# Do outside temp affect the IP?



## micahj02 (Dec 22, 2012)

I was wondering, does the outside temp impact the IT? I have an MES 30" and plan to do my second smoke but am concerned about the cold temps in the air. Should I pull the smoker into the garage to prevent the thing from having to work harder to maintain the desired IT?


----------



## chef jimmyj (Dec 23, 2012)

The MES is insulated but in really cold weather the MES heat coil will work harder. Additionally, you will not want to open the door unless absolutely necessary. What ever temp you plan to smoke at, run the MES up to max temp then load it up and reset to your desired temp. The Garage, if well ventilated, is a good idea for you, although it may save some electricity as well. As far as IT goes, if you maintain the smoker temp at 225*F or higher the amount of time to reach the desired IT will be unchanged..JJ


----------



## tjohnson (Dec 23, 2012)

What's the outside temp?

What you smoking?

I use my MES successfully down to 20°

The element will work a little harder, but it will maintain temp pretty well

I would not bring it into the garage

Todd


----------



## micahj02 (Dec 23, 2012)

Smoking a 7 lbs brisket and the weather is suppose to be low thirties. I am going to pull it into the garage just to be on the safe side.


----------



## thunder lite (Dec 23, 2012)

I did a 9.5lb butt overnight last night. Temps never got out of the single digits above zero. My MES40 is outside on the back patio with some protection for the north wind. I set it for 230 and it seemed to not have a problem keeping at least that temp. Christmas eve will be a better test. Supposed to be single digits below zero and I have to do another butt overnight for Christmas lunch.

Ron


----------



## micahj02 (Dec 23, 2012)

Not suppose to get that low here so I guess all will be well. Thanks, I'll let you know how goes!!!!


----------



## venture (Dec 23, 2012)

As, JJ said, this will not change IT unless your pit temps are not maintained.

Now as to high humidity?  I had a recent strange experience with a stall.  
	

	
	
		
		



		
			






Good luck and good smoking.


----------

> Aim: In the thread about cold-weather smoking, what temperature did thunder lite set the MES40 to for the overnight butt? The lines after this thread come from a separate source.

> Data shown:
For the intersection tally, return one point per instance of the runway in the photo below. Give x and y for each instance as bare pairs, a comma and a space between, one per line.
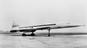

> Problem solution: 230